» **What you should do**:
Can you write out the whole listing exactly?

** Begin **

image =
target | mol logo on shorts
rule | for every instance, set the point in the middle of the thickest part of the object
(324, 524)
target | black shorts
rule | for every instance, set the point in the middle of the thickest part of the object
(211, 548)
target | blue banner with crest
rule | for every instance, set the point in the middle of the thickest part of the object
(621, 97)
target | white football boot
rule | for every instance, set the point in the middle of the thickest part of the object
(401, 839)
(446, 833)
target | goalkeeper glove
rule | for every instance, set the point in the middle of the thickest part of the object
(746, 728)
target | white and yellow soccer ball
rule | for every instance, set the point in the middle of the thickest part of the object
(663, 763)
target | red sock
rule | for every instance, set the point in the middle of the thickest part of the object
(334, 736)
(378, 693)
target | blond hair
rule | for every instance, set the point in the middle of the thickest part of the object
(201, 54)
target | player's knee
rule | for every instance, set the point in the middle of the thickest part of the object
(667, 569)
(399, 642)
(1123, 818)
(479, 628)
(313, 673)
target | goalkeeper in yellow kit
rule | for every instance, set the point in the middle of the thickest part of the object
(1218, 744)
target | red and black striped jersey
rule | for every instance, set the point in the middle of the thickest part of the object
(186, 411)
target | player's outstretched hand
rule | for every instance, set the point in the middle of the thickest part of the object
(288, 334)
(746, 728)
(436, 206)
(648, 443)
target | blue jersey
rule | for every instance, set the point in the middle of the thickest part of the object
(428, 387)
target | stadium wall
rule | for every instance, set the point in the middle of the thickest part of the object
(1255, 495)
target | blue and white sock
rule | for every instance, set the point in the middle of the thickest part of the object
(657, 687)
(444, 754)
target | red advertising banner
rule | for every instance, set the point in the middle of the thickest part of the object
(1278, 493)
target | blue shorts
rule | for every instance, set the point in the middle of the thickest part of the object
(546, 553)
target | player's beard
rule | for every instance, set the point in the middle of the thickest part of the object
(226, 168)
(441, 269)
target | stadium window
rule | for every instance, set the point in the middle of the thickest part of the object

** End **

» **Exercise solution**:
image =
target | mol logo on shorts
rule | for every instance, set the point in the middle of the thickest part of the object
(324, 524)
target | black shorts
rule | for every instance, set the point in the middle of the thickest part of the object
(211, 548)
target | blue banner with crest
rule | for every instance, set the point in the middle of the thickest part of the object
(621, 97)
target | white football boot
rule | for every instance, set the point in the middle of the thickest part of the object
(401, 839)
(446, 833)
target | goalkeeper glove
rule | for every instance, set the point in the middle of the thickest part of the object
(746, 728)
target | white and yellow soccer ball
rule | for every instance, set the point in the middle of the thickest part of the object
(663, 763)
target | red sock
rule | for every instance, set the point in the middle of the thickest part of the object
(334, 736)
(378, 693)
target | blond hair
rule | for every instance, set the point in the middle of the thickest part of the object
(201, 54)
target | player's knee
rule | for every instance, set the point in the middle of the thickest part of the object
(667, 569)
(399, 642)
(1123, 818)
(479, 628)
(313, 673)
target | goalkeeper in yellow kit
rule | for every instance, set the point in the middle of the thickest part of the object
(1218, 744)
target | red and black striped jersey
rule | for every instance, set the point in the middle of the thickest part of the object
(186, 411)
target | player's outstretched hand
rule | for every instance, set the point in the middle of the thickest part of the object
(288, 334)
(746, 728)
(436, 206)
(648, 443)
target | blue jersey
rule | for every instance, set the point in the middle of the thickest part of the object
(428, 387)
target | stadium wall
rule | for every instance, set the point in the middle of the thickest part of the object
(1255, 495)
target | blue and white sock
rule | for every instance, set the point in the middle of the thickest part of the object
(657, 687)
(444, 754)
target | red advertising banner
rule | for every instance, set the point in the middle of the thickest part of the object
(1278, 493)
target | blue shorts
rule | for every instance, set the point in the middle of the thickest part of the object
(546, 553)
target | player's beard
rule | for every instance, set the point in the middle of the thickest part of the object
(226, 168)
(441, 269)
target | stadium window
rule | for every instance, set the point in the middle of the thickest part of the object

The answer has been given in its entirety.